> **EXERCISE DIRECTIONS**: From the listing below, reproduce word for word the part that opens with the line containing "Reviewer note: every instance of the lamp" and closes with the line containing "Reviewer note: every instance of the white radiator"; reproduce nothing else.

INPUT MATERIAL: Begin

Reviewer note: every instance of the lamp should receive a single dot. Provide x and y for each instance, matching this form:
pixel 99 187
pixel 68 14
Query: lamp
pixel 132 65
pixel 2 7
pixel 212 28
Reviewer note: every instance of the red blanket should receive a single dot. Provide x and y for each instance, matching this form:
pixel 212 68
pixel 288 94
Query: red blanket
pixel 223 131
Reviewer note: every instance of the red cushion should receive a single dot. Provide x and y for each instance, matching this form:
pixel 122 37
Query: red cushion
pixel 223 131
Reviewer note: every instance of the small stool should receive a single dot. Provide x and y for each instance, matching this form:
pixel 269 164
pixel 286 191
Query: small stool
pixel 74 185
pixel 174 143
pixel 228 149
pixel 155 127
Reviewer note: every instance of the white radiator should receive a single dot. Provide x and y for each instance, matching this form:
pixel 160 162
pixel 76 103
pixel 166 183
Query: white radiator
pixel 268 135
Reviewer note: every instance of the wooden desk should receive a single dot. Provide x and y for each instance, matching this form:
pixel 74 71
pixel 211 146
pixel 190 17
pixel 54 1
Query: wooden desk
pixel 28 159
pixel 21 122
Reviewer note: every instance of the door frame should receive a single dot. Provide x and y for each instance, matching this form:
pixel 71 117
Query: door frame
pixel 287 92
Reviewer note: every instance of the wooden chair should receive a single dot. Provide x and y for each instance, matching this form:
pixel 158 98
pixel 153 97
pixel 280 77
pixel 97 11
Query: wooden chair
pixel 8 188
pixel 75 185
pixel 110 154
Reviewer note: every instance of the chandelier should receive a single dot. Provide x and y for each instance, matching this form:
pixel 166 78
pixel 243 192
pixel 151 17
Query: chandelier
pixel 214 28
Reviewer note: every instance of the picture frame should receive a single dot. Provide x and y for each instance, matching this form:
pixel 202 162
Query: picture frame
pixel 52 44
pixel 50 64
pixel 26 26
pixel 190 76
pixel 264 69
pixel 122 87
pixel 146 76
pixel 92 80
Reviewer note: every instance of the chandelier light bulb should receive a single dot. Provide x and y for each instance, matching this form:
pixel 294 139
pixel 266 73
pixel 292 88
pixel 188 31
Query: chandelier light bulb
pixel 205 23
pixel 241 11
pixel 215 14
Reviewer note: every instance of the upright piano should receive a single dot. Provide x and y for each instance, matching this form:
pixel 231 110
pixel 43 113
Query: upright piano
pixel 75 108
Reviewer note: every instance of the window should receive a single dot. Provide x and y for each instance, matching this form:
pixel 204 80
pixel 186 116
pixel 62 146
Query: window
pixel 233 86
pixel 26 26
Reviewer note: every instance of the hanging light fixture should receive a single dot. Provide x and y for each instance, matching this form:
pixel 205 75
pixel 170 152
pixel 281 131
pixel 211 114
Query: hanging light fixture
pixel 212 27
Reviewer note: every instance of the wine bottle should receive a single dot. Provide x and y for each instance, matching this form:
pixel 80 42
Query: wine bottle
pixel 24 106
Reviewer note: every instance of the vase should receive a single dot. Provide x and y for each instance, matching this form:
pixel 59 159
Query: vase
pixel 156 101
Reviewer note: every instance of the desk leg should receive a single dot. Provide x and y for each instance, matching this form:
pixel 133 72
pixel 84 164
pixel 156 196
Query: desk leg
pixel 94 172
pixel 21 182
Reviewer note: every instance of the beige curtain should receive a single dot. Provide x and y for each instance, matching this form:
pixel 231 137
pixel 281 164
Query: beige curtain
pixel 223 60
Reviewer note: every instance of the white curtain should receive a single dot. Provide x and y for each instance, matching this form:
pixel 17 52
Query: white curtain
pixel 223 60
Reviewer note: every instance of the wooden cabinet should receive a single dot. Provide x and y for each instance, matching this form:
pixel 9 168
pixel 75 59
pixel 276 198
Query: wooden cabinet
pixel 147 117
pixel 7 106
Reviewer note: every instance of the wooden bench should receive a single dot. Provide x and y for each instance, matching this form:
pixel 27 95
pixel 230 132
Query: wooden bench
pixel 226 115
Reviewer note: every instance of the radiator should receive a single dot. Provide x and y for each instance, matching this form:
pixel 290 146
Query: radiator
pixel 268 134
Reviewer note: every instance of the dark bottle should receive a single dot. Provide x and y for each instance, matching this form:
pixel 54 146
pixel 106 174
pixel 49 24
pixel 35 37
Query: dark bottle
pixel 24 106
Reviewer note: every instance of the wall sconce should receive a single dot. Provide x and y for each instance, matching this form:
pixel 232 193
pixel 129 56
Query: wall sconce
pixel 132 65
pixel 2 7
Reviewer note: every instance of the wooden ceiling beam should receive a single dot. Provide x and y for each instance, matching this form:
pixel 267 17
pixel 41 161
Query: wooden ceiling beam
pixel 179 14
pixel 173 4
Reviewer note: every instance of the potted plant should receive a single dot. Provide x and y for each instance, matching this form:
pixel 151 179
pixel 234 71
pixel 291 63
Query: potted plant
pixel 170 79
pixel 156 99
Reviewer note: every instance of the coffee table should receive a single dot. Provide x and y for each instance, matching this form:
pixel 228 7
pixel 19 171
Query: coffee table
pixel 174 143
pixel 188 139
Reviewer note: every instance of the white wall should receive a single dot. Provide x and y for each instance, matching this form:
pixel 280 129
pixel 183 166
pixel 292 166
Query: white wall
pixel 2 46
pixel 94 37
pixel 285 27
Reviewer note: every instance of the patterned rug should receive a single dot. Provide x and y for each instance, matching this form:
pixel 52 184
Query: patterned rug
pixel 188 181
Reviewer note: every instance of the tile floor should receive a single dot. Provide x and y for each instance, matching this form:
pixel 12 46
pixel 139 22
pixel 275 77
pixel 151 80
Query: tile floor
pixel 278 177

INPUT MATERIAL: End
INPUT MATERIAL: Begin

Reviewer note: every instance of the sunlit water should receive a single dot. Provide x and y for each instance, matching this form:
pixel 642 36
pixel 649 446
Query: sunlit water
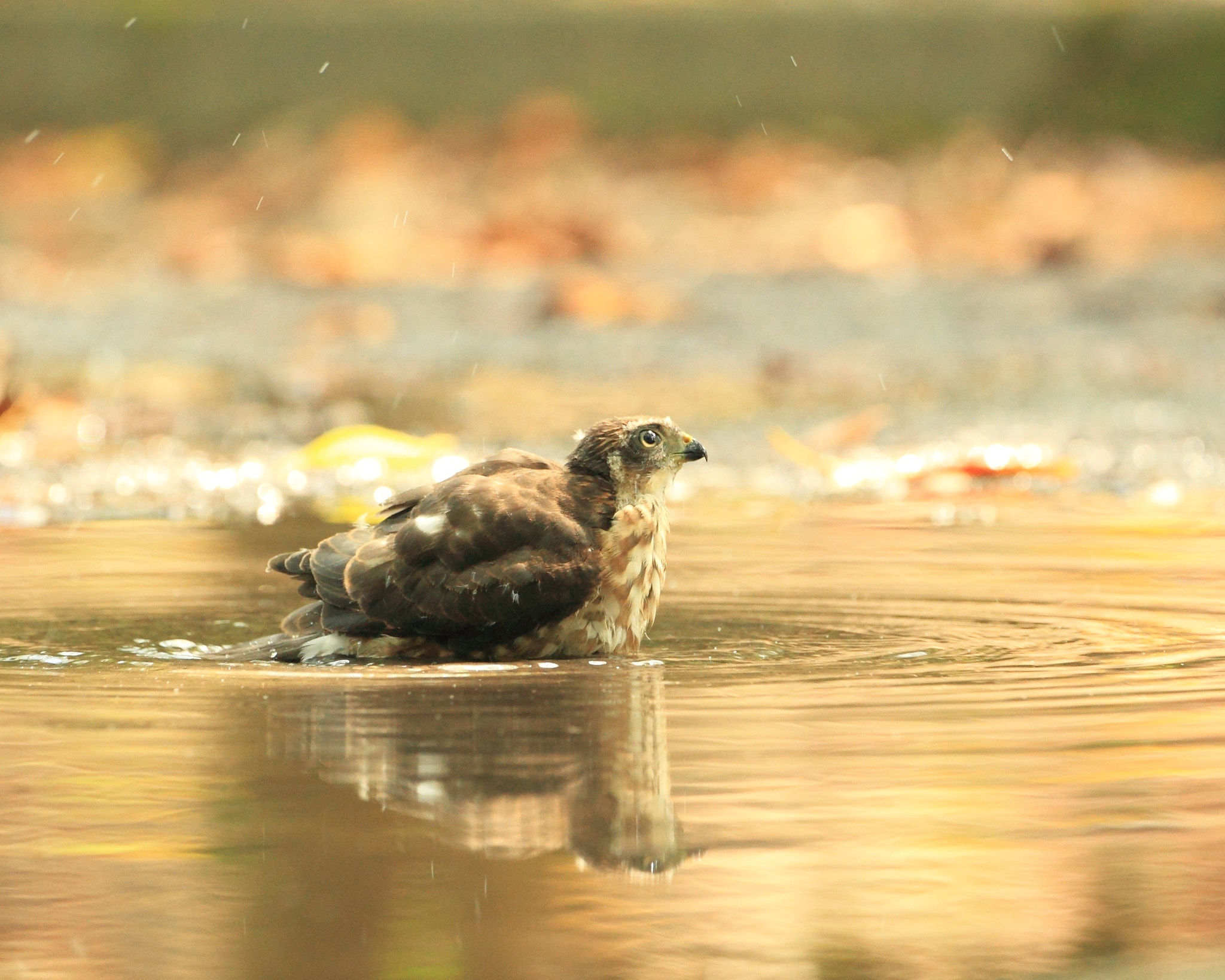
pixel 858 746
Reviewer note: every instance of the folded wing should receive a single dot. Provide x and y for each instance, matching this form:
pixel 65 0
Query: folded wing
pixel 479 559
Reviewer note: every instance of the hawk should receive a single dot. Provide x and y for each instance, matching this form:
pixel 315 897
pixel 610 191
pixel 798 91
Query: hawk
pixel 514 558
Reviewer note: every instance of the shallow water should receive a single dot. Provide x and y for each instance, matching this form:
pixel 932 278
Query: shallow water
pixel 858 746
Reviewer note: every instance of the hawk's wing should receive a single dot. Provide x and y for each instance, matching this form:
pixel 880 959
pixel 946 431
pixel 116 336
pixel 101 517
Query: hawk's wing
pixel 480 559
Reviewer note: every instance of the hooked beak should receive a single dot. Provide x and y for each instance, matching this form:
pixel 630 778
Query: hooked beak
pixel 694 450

INPUT MATERIAL: End

> **PROBLEM SOLUTION**:
Reviewer note: every instance of the lamp should receive a single dot. Provide x and y for each instance, matching this form:
pixel 99 187
pixel 68 14
Query: lamp
pixel 132 65
pixel 2 7
pixel 212 28
Reviewer note: every instance of the red blanket should receive a single dot. Provide x and y for each instance, matching this form:
pixel 212 68
pixel 288 94
Query: red blanket
pixel 223 131
Reviewer note: every instance of the red cushion should receive a single dot. Provide x and y for each instance, matching this form:
pixel 122 37
Query: red cushion
pixel 223 131
Reviewer note: every instance of the small stool should receive a single dot. Provide x and y for each instance, matching this form:
pixel 269 164
pixel 286 191
Query: small stool
pixel 74 185
pixel 174 143
pixel 228 149
pixel 155 127
Reviewer note: every instance of the white radiator should receive a single dot. Provide x and y for each instance, matching this form:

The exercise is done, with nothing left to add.